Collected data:

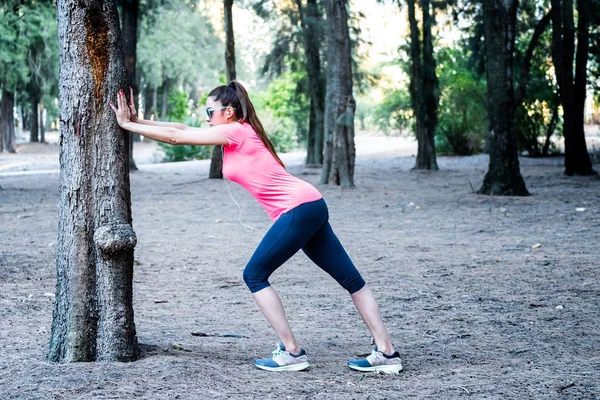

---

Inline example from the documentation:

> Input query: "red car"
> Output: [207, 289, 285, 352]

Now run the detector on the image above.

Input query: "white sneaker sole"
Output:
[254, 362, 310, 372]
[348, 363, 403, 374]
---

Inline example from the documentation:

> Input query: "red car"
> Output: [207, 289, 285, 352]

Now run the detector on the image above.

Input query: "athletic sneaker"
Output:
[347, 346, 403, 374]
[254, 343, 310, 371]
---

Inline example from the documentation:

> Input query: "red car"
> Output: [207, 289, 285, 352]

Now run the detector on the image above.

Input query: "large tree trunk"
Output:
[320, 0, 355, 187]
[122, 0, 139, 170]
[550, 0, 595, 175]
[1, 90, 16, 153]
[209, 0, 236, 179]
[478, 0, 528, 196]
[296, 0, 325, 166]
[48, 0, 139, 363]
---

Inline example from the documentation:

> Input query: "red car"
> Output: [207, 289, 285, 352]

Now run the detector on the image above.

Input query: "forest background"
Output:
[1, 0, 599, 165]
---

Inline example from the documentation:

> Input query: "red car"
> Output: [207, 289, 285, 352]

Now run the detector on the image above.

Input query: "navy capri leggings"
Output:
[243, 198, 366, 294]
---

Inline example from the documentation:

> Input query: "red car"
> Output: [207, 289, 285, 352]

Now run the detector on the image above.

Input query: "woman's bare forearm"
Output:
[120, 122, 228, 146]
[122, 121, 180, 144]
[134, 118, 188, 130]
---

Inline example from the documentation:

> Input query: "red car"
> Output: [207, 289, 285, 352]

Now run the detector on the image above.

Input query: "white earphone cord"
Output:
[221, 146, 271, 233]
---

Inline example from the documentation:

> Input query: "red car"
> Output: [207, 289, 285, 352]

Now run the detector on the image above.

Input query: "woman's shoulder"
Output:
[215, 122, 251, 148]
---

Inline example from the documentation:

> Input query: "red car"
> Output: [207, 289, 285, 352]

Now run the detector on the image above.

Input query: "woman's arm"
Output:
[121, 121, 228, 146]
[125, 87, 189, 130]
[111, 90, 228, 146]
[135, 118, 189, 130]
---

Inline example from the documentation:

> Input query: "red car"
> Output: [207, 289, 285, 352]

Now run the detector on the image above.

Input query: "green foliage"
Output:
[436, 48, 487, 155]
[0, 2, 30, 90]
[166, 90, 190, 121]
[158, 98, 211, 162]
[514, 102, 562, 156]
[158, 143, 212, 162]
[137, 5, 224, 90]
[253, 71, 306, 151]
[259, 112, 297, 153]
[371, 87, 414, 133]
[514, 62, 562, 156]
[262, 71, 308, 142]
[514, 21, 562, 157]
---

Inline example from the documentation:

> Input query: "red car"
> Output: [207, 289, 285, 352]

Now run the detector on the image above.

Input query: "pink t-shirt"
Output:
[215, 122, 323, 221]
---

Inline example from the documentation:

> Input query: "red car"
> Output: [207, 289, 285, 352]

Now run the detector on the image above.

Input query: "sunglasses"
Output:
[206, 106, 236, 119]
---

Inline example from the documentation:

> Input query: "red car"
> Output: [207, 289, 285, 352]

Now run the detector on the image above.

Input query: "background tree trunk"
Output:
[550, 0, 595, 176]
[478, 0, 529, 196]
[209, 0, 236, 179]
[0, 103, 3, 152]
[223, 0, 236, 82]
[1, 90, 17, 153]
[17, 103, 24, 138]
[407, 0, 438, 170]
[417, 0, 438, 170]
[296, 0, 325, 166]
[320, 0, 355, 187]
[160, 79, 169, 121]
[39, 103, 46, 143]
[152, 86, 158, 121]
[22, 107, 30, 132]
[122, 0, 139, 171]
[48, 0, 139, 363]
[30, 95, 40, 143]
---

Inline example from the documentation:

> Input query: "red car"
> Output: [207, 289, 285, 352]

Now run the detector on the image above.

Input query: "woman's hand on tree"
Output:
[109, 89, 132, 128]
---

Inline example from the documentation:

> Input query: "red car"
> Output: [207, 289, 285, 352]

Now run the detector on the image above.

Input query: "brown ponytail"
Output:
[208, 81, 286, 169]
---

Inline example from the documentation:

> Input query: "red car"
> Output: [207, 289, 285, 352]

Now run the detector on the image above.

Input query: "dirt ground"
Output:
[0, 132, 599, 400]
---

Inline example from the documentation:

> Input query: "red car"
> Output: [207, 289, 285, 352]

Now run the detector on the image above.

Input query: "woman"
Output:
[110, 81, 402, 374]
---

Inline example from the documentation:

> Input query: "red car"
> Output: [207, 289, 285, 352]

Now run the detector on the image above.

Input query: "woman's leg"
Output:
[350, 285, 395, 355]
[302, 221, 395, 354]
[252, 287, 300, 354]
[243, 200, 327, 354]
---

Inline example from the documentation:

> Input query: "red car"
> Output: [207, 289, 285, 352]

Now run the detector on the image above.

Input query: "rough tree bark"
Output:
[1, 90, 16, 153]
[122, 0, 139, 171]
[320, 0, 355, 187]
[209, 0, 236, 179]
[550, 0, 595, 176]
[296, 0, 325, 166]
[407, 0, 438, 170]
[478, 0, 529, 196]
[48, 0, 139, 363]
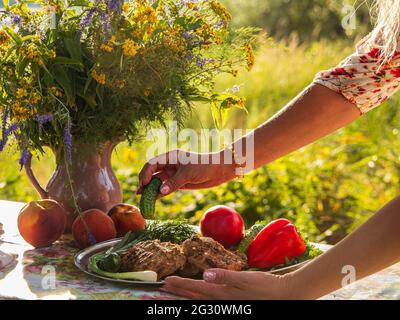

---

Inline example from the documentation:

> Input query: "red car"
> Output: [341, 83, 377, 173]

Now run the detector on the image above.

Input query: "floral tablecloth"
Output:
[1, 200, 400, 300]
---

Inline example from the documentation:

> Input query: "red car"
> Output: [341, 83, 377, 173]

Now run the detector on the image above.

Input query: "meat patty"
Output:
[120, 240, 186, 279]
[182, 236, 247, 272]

### What to produce
Every line of the records above should be copied exactly, while the pictures are left behind.

### Answer below
---

Inline example from the documentation:

> Input query: "red car"
> Output: [207, 289, 285, 352]

Now run the detector on the image above.

Input query: "white sneaker sole"
Output:
[254, 362, 310, 372]
[348, 363, 403, 374]
---

Inline example from the documentation:

> Input query: "red car"
> Output: [207, 289, 285, 352]

Now run the detector on the image above.

Input query: "athletic sneaker"
Output:
[347, 346, 403, 374]
[254, 343, 310, 371]
---

Inline example from the documentation:

> Input query: "red car"
> Output: [207, 289, 285, 352]

Now run the detector on the image above.

Input query: "large tree trunk"
Output:
[320, 0, 355, 187]
[122, 0, 139, 170]
[550, 0, 595, 175]
[1, 90, 16, 153]
[209, 0, 236, 179]
[478, 0, 528, 196]
[296, 0, 325, 166]
[48, 0, 139, 363]
---

Inline example from the documentation:

> Input query: "red car"
> Output: [207, 289, 285, 352]

Now run the detector on the image above.

Input query: "forest background"
Output:
[1, 0, 599, 165]
---

Inline example from the documentation:

> Input query: "red car"
> Output: [207, 289, 285, 352]

Now run the detector on the image above.

Input query: "navy capri leggings"
Output:
[243, 198, 366, 294]
---

Inline example from the documentation:

> Input query: "red car"
> Output: [207, 289, 285, 352]

Now run the detector on the image above.

Input query: "woman's bare forearm"
Output:
[120, 122, 228, 146]
[122, 121, 180, 144]
[134, 118, 188, 130]
---

Inline example from the documentation:

> Input query: "red car"
> Output: [207, 289, 285, 352]

Now run the detector on the image above.

Input query: "white earphone cord"
Output:
[221, 146, 271, 233]
---

Inline example from the documentation:

> Input query: "red car"
> Output: [207, 289, 285, 352]

Now run the detector on the image above.

Input query: "woman's shoulder"
Output:
[215, 122, 251, 148]
---

Inline example from the documentation:

> Input query: "red car"
> Output: [207, 289, 285, 352]

Now run the detector on the image above.

Input query: "woman's arm"
Output:
[121, 121, 228, 146]
[125, 87, 189, 130]
[111, 90, 228, 146]
[135, 118, 189, 130]
---

Inline example from the documentation:

> Input query: "red car"
> Output: [207, 289, 285, 352]

Now run the detector on the image above.

Input query: "green foliage"
Output:
[436, 48, 487, 155]
[0, 2, 30, 90]
[166, 90, 190, 121]
[158, 98, 211, 162]
[514, 102, 562, 156]
[158, 143, 212, 162]
[137, 5, 224, 90]
[253, 71, 306, 151]
[259, 112, 297, 153]
[371, 87, 414, 133]
[514, 62, 562, 156]
[262, 71, 308, 142]
[514, 21, 562, 157]
---

Inline example from the documentation:

> Input query: "red car"
> Output: [207, 289, 285, 352]

Now run the detector on the image above.

Input query: "pink t-shirt"
Output:
[215, 122, 323, 221]
---

Inline example from the documentation:

> Input query: "red car"
> Output: [207, 289, 285, 352]

Now run the detector on the image above.

Input query: "sunglasses"
Output:
[206, 106, 236, 119]
---

Inline example from the documentation:

> Input query: "red car"
> Output: [207, 289, 285, 352]

Now run the detector on the image above.

Input query: "background tree trunk"
Output:
[550, 0, 595, 176]
[478, 0, 529, 196]
[209, 0, 236, 179]
[0, 103, 3, 152]
[223, 0, 236, 82]
[1, 90, 17, 153]
[17, 103, 24, 138]
[407, 0, 438, 170]
[417, 0, 438, 170]
[296, 0, 325, 166]
[320, 0, 355, 187]
[160, 79, 169, 121]
[39, 103, 46, 143]
[152, 86, 158, 121]
[22, 107, 30, 132]
[122, 0, 139, 171]
[48, 0, 139, 363]
[30, 95, 40, 143]
---

Inline example from the documentation:

> Input query: "red car"
> Output: [207, 289, 285, 352]

Now run the detector on the image above.

Input query: "woman's hand on tree"
Output:
[109, 89, 132, 128]
---

Inline example from the documentation:

> Input query: "red car"
> Output: [207, 289, 285, 352]

Now run the detector on the image above.

Input query: "brown ponytail"
Output:
[208, 81, 286, 169]
---

Inline example from the documentation:

> Input query: "red car"
> Output: [207, 289, 285, 352]

Now run the detector on the image above.

Input query: "dirt ground"
Output:
[0, 132, 599, 400]
---

Inline example from the documentation:

> Input query: "red car"
> Output: [207, 289, 285, 352]

Now run the detector on the image above.

Input query: "woman"
Output:
[110, 81, 402, 374]
---

Inline example from the documentation:

> Input query: "red car"
> Output: [207, 289, 285, 352]

Now run the detector on the image above.

Input query: "woman's leg"
Output:
[350, 285, 395, 355]
[302, 221, 395, 354]
[252, 287, 300, 354]
[243, 200, 327, 354]
---

Inline example from the documentation:

> Input query: "red car"
> Output: [207, 289, 285, 352]

Now run the detector on the image above.

Input query: "rough tree bark"
Output:
[1, 90, 16, 153]
[122, 0, 139, 171]
[320, 0, 355, 187]
[209, 0, 236, 179]
[550, 0, 595, 176]
[296, 0, 325, 166]
[407, 0, 438, 170]
[478, 0, 529, 196]
[48, 0, 139, 363]

---

Inline example from the documentation:

> Input query: "red car"
> Output: [341, 83, 377, 173]

Now run the detector on the image above.

Input query: "floral tablecloth"
Output:
[1, 200, 400, 300]
---

Inline example from the documentation:

> Input query: "red car"
> Output: [341, 83, 377, 173]

Now run the detector on the image above.

Input query: "meat patty"
Output:
[120, 240, 186, 279]
[182, 236, 247, 272]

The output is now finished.